TOKYO—In her first appearance before the press since her claims of an astounding breakthrough in stem cell research started unraveling, Haruko Obokata, of the RIKEN Center for Developmental Biology in Kobe, Japan, apologized for the trouble she has caused her employer, her colleagues, and the scientific community. But she also firmly maintained that STAP cells, the new type of stem cells she claims to have developed, exist, and said she will not retract the two Nature papers reporting her finding.
“I sincerely apologize to RIKEN, my co-authors, and to many others for the trouble I caused through my insufficient experience and carelessness," Obokata said with a deep bow at the beginning of the press conference, which was held in Osaka. But "STAP cells exist!" she defiantly declared in response to a question. She also pledged to "go anywhere" to help any interested scientist reproduce her results.
Obokata last faced the press when she and colleagues at RIKEN and other institutions in Japan and at Harvard Medical School in Boston published a research article and a letter online in Nature on 29 January. The 30-year-old was lionized in Japan for her unexpected breakthrough, a method to create stem cells that she called "stimulus-triggered acquisition of pluripotency," or STAP. It works by subjecting mature cells to a brief acid bath and then tweaking culture conditions. But soon there were reports of doctored images and plagiarism, and to date, no one has reported replicating the first step in creating STAP cells. One co-author has called for the papers to be retracted.
A RIKEN investigating committee announced on 1 April that it had found two instances of research misconduct. RIKEN President Ryoji Noyori said at the time that Obokata would be given a chance to appeal before a disciplinary committee would be convened. Obokata's lawyers filed the appeal with RIKEN yesterday.
At the press conference, Kazuhiko Murotani, one of her attorneys, elaborated on Obokata’s previous claims that there was no intent to deceive, and that the problems in the papers do not affect the results. He did reveal a few new details. For instance, Obokata had previously admitted to using images from her doctoral thesis in the Nature papers by mistake; Murotani explained today that the images did not come directly from the thesis, but rather resulted from a mix-up of PowerPoint slides.
He also parsed the meaning of the term "fabrication," claiming it describes cases where an image is made up completely from scratch and intended to deceive. That’s not what happened in Obokata’s case, where images were inadvertently mixed up, he said. He said the investigating committee had rushed to a conclusion without giving Obokata sufficient opportunity to present her side of the story. Obokata, through her lawyers, is asking RIKEN to reinvestigate the matter and reconsider the judgment.
RIKEN released a statement confirming receipt of the appeal and saying the institute "will give due consideration to the appeal in accordance with our regulations."
Obokata answered most of the questions herself during a Q&A session that stretched the press conference to a bit over 2.5 hours. Among other things, she said that she has at least four or five lab notebooks containing the details of her experiments, not the two notebooks the investigating committee mentioned in its report; unfortunately, they are scattered among the various labs she has worked in.
She apologized several times for the errors in the papers, but also repeatedly expressed her faith in her findings. She claimed she has created STAP cells more than 200 times; retracting the Nature papers would indicate that the STAP phenomenon is not real, she added. "If I can continue in research, I want to work to realize the hopes of STAP cells as quickly as possible," she said.
In a related development, at a press conference on Monday, Hitoshi Niwa, a RIKEN senior scientist and a co-author of the papers, outlined how a RIKEN team will try to replicate every step of the experiments reported in the two papers, from the stressing of the cells and the creation of STAP stem cells to testing their pluripotency. He said he expects the effort to take a full year but promised to release interim reports on progress.
· · ·
## Apply what you read
a: From the STAP cell article, return the passage between "At the press" and "of PowerPoint slides.", inclusive.
b: In the STAP cell article, how many times does Obokata claim to have created STAP cells?

Records from a dataset
· · ·
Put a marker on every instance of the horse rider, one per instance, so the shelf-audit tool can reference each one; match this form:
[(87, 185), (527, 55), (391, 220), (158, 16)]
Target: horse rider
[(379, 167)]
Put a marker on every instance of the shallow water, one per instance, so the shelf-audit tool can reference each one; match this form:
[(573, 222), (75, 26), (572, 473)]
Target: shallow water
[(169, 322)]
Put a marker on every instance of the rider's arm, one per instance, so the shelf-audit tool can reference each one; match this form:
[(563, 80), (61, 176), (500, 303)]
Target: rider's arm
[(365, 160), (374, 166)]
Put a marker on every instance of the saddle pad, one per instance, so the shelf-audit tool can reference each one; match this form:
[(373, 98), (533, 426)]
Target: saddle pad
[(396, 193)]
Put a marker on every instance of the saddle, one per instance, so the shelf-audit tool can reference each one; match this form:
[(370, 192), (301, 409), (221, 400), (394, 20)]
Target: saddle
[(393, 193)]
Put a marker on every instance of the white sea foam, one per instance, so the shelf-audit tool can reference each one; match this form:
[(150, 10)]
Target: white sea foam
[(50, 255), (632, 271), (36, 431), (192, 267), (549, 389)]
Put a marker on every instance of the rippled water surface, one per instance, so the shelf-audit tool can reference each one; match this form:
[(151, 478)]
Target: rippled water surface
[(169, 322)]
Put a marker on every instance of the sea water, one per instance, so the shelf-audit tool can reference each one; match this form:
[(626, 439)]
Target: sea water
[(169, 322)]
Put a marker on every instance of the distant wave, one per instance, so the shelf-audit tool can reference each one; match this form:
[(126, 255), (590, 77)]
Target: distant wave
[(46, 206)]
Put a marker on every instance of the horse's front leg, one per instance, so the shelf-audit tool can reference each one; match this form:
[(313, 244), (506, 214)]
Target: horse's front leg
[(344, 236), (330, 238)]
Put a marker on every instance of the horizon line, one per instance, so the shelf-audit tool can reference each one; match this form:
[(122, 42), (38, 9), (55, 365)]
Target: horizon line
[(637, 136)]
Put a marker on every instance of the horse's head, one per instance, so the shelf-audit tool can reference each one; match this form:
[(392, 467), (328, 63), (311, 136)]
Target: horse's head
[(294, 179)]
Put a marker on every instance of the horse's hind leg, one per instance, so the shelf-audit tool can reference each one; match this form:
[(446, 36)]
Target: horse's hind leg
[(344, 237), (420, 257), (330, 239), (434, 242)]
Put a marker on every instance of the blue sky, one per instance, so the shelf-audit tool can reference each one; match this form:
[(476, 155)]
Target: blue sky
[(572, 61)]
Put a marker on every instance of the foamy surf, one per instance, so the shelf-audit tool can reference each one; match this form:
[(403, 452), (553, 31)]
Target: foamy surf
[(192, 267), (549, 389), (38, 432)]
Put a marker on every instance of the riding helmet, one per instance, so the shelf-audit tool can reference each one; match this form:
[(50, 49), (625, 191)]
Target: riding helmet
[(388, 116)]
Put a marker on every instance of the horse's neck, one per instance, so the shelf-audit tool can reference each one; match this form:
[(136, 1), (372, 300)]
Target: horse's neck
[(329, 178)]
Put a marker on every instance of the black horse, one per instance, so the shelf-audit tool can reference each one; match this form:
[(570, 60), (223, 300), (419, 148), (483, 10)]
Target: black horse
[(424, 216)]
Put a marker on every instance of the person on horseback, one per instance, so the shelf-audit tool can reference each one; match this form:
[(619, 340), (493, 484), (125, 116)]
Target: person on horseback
· · ·
## Solutions
a:
At the press conference, Kazuhiko Murotani, one of her attorneys, elaborated on Obokata’s previous claims that there was no intent to deceive, and that the problems in the papers do not affect the results. He did reveal a few new details. For instance, Obokata had previously admitted to using images from her doctoral thesis in the Nature papers by mistake; Murotani explained today that the images did not come directly from the thesis, but rather resulted from a mix-up of PowerPoint slides.

b: More than 200 times.